--- Given passage ---
Presenescent MRC-5 cells (passage 18) were grown to confluency on coverslips and serum starved for 3 d. At the end of 3 d, one set of cells was tested for BrdU labeling and the other set was subjected to immunofluorescence for the expression of the NAPO antigen as described later. Asynchronously growing MRC-5 cells of the same passage were used as a control.

Huh7 cells were grown to 60% confluency and incubated with 50 ng/ml nocodazole (Sigma-Aldrich) for 18 h. Mitotic cells were collected by mitotic shake-off and replated onto coverslips. At indicated time points (between 4 and 36 h), one set of cells was tested for BrdU labeling, and the other set was subjected to immunofluorescence for the expression of the NAPO antigen.
--- Excerpted records ---
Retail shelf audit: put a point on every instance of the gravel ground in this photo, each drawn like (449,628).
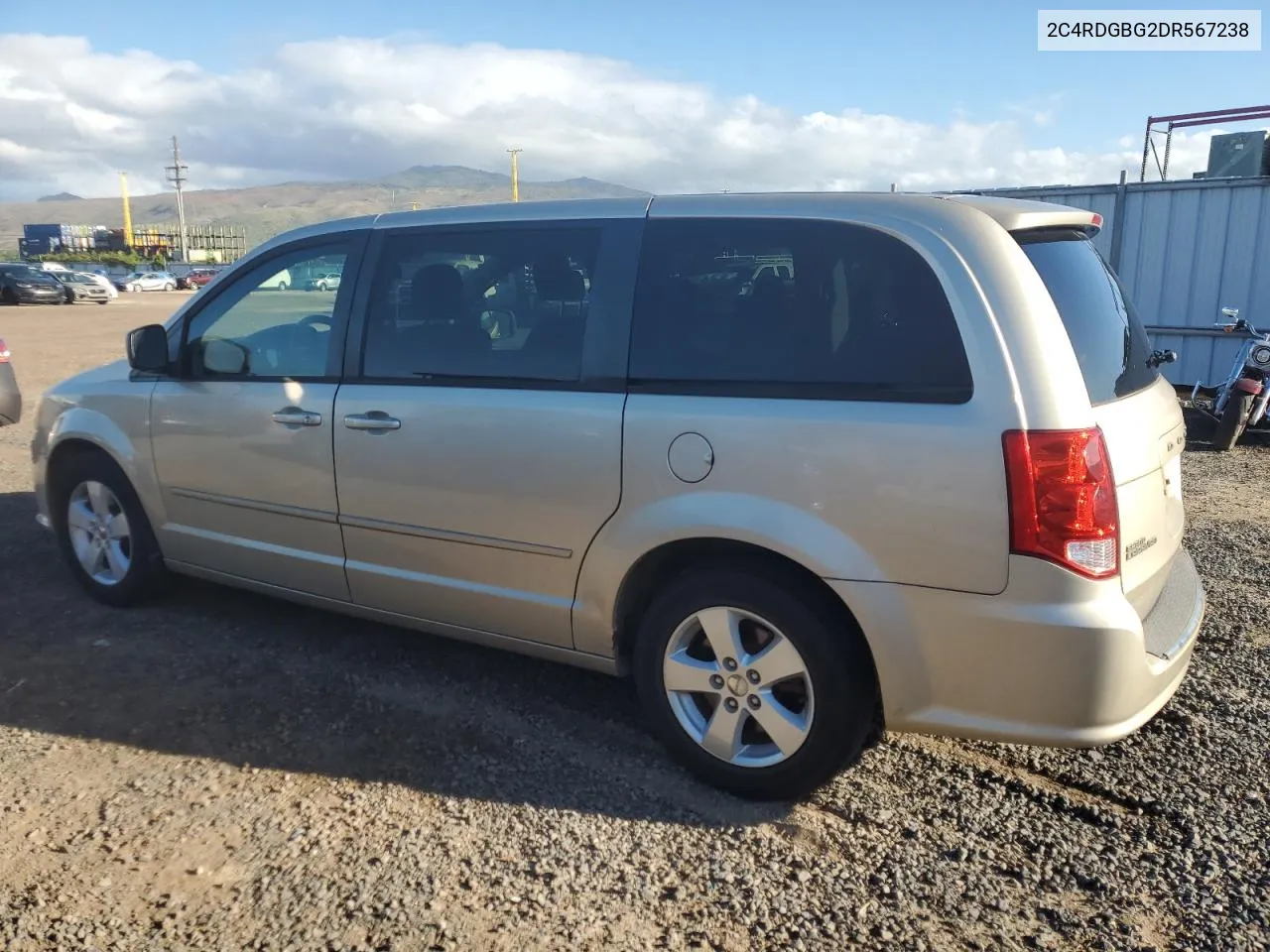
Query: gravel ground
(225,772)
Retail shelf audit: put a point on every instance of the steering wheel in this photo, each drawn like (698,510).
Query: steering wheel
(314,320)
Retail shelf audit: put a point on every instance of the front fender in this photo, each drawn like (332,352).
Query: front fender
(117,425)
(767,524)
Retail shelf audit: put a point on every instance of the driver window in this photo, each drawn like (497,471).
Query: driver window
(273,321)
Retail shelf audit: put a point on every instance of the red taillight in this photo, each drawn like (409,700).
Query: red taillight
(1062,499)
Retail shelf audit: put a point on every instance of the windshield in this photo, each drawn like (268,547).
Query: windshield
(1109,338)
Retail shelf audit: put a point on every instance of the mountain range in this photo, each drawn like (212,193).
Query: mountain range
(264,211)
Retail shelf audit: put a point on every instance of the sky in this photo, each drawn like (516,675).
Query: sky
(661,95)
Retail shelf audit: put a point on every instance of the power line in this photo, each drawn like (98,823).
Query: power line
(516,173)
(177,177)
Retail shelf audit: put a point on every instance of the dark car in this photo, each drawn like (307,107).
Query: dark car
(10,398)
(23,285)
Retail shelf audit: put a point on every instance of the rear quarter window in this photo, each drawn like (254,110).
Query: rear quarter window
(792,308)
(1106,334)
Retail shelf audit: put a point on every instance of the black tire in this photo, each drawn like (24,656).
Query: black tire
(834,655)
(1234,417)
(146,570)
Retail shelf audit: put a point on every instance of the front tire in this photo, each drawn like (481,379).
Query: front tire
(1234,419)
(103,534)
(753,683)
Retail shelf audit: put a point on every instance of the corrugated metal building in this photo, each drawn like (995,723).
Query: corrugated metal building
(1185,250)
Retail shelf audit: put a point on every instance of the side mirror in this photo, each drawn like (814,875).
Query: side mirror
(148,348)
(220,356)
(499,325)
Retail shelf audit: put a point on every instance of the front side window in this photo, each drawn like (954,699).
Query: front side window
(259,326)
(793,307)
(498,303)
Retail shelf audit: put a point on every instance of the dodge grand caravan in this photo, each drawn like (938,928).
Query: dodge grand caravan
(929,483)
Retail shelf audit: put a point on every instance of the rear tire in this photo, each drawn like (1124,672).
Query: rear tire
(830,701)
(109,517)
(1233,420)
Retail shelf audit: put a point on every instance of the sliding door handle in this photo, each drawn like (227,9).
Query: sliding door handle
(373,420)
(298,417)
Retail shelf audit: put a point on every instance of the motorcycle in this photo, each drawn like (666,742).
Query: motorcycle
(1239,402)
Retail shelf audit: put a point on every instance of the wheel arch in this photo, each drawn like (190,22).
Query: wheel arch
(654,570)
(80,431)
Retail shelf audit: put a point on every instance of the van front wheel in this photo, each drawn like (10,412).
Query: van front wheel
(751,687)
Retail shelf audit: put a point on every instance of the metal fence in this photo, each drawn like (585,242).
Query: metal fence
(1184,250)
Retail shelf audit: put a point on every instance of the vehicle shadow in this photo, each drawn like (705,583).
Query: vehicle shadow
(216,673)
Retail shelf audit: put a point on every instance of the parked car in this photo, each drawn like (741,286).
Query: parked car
---
- [What is required] Extract the portion of the cell culture methods text starting at "Presenescent MRC-5 cells" and ending at "the NAPO antigen.". The data above are not required for this work.

- [Problem solution]
Presenescent MRC-5 cells (passage 18) were grown to confluency on coverslips and serum starved for 3 d. At the end of 3 d, one set of cells was tested for BrdU labeling and the other set was subjected to immunofluorescence for the expression of the NAPO antigen as described later. Asynchronously growing MRC-5 cells of the same passage were used as a control.

Huh7 cells were grown to 60% confluency and incubated with 50 ng/ml nocodazole (Sigma-Aldrich) for 18 h. Mitotic cells were collected by mitotic shake-off and replated onto coverslips. At indicated time points (between 4 and 36 h), one set of cells was tested for BrdU labeling, and the other set was subjected to immunofluorescence for the expression of the NAPO antigen.